── BRANO RIPORTATO ──
Le storie della Sterlina, del Dollaro e dell’Euro sono direttamente legate ad eventi bellici ed a rivolgimenti geopolitici.
C’erano i tempi beati per Londra, quelli in cui era la Sterlina a dominare il sistema monetario globale: fu all’incirca un secolo, dall’inizio dell’Ottocento fino alla Prima guerra mondiale.
Nonostante l’enorme debito accumulato dall’Inghilterra per finanziare il conflitto mondiale ed il mancato pagamento da parte della Germania dell’enorme carico delle Riparazioni che le erano state imposte, la Sterlina continuò ad essere centrale, soprattutto imponendola come moneta di riferimento per i continui salvataggi nei Paesi che più di tutti avevano subito per i danni della guerra. Assai astutamente, non solo gli aiuti internazionali venivano concessi in sterline, ma un apposito Comitato finanziario istituito presso la Società delle Nazioni e nel quale sedevano i delegati della Banca d’Inghilterra, controllava le erogazioni. Praticamente, questo Comitato era l’antenato della Troika (FMI, BCE, Ue) che negli anni scorsi ha proceduto alla supervisione degli aiuti erogati dal ESFM e poi dal MES e del rispetto degli impegni assunti dai vari Paesi: la Grecia ne sa qualcosa.
All’indebolimento non solo britannico durante la guerra corrispose un eccezionale arricchimento da parte degli Stati Uniti, che avevano venduto ogni genere di prodotti per sostenere lo sforzo bellico dei Governi dell’Intesa franco-britannica, cui l’Italia aveva infine aderito. Tutti i Paesi si erano fortemente indebitati in dollari nei confronti del governo americano. Alla fine della guerra, però, per fare pressione, il Congresso americano condizionò una serie di commerci nei confronti dei Paesi indebitati con gli Usa a saldare i prestiti contratti, magari dopo averli ristrutturati su un lasso di tempo più ampio ed a tassi più convenienti.
Il dollaro era diventato centrale: anche la Gran Bretagna, nonostante avesse finanziato direttamente gli altri Governi cobelligeranti, aveva dovuto contrarre debiti con gli Usa.
───
── RIGHE DI DATI ──
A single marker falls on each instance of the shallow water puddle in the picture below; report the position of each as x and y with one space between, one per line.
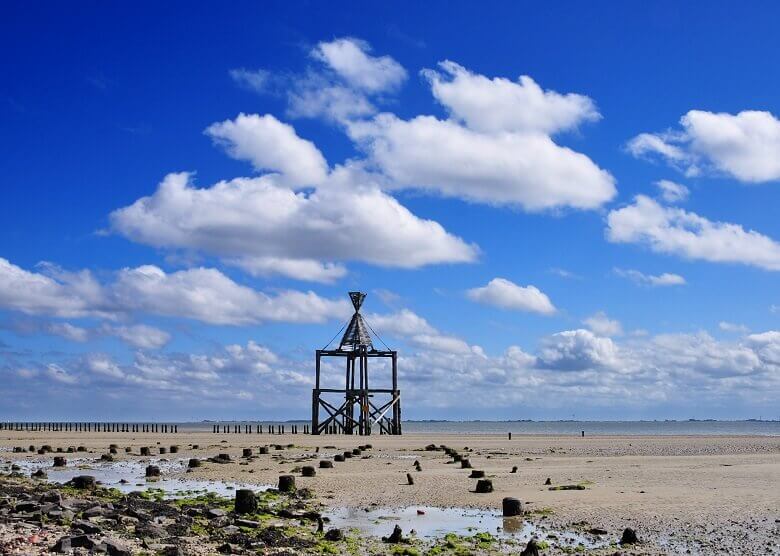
───
| COMPITI DA SVOLGERE |
(A) Secondo il brano sulle valute, per quanto tempo la Sterlina dominò il sistema monetario globale?
(B) Riproduci il brano sulle valute tra "All’indebolimento non solo" e "con gli Usa.", estremi inclusi.
(C) Elenca tutte le istituzioni che il brano sulle valute indica come componenti della Troika.

| ESITI DEI COMPITI |
(A) Circa un secolo, dall'inizio dell'Ottocento fino alla Prima guerra mondiale.

(B)
All’indebolimento non solo britannico durante la guerra corrispose un eccezionale arricchimento da parte degli Stati Uniti, che avevano venduto ogni genere di prodotti per sostenere lo sforzo bellico dei Governi dell’Intesa franco-britannica, cui l’Italia aveva infine aderito. Tutti i Paesi si erano fortemente indebitati in dollari nei confronti del governo americano. Alla fine della guerra, però, per fare pressione, il Congresso americano condizionò una serie di commerci nei confronti dei Paesi indebitati con gli Usa a saldare i prestiti contratti, magari dopo averli ristrutturati su un lasso di tempo più ampio ed a tassi più convenienti.
Il dollaro era diventato centrale: anche la Gran Bretagna, nonostante avesse finanziato direttamente gli altri Governi cobelligeranti, aveva dovuto contrarre debiti con gli Usa.

(C) FMI, BCE, Ue